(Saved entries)

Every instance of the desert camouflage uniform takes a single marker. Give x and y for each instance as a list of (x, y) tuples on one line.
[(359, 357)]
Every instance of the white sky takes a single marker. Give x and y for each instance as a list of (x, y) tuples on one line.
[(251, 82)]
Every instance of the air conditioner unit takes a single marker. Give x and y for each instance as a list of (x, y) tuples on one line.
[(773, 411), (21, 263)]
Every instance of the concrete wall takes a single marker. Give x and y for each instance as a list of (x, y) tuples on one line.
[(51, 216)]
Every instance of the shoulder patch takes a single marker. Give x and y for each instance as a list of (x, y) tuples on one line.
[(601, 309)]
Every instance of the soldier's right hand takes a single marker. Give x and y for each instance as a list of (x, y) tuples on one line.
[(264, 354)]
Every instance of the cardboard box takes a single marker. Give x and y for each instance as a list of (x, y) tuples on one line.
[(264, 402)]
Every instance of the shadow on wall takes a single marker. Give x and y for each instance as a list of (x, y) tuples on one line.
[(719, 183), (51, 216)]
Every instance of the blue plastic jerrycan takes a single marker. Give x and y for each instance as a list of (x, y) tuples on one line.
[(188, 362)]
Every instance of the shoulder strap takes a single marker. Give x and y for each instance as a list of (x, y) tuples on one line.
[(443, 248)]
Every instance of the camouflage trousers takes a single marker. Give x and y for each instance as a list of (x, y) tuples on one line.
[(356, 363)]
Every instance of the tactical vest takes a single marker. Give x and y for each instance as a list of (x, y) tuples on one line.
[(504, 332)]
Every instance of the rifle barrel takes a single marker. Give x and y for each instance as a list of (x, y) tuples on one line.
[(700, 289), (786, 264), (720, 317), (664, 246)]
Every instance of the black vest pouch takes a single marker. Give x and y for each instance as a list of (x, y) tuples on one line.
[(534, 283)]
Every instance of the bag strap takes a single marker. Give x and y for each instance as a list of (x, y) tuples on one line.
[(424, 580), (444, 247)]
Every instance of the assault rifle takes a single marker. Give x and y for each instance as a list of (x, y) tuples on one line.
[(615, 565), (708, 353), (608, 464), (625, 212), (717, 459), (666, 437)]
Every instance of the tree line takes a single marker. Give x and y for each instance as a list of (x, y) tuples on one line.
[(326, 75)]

**WHAT THE TASK REQUIRES**. Your task is to restate, word for word, each line from the one that includes "Every instance of the rifle" to the end of the records, with both ends included and nothing else.

**RESULT OF THIS TASK**.
Every instance of the rifle barrel takes a single marker. Give x and y for each instance as a list of (x, y) tuples on one line.
[(700, 289), (786, 264), (720, 317), (664, 246)]
Every instance of the black vest pouch takes a single marker. Give x and y for each instance as a list of (x, y) tuples on one line.
[(534, 283)]
Every instance of the bag strap takes a single marker. Give x and y for each instance as a list of (x, y) tuples on one line.
[(424, 580), (444, 247)]
Every instance of the assault rifle takes a single marker. Give x and y for each instance as a list of (x, y) tuples on one line.
[(615, 565), (708, 353), (608, 464), (625, 212), (717, 459), (666, 437)]
Every instance of the tree line takes a single marker. Give x and y for each instance as a list of (x, y) tuples on one line.
[(326, 75)]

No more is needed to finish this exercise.